## Records provided:
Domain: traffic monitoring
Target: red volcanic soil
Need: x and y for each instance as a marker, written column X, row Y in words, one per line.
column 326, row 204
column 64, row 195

## Set problem:
Repeat the data lines with "marker" switched to "point" and everything else unchanged.

## Written reply:
Domain: traffic monitoring
Target: red volcanic soil
Need: x and y for each instance as a point, written column X, row Y in words, one per line.
column 326, row 204
column 64, row 195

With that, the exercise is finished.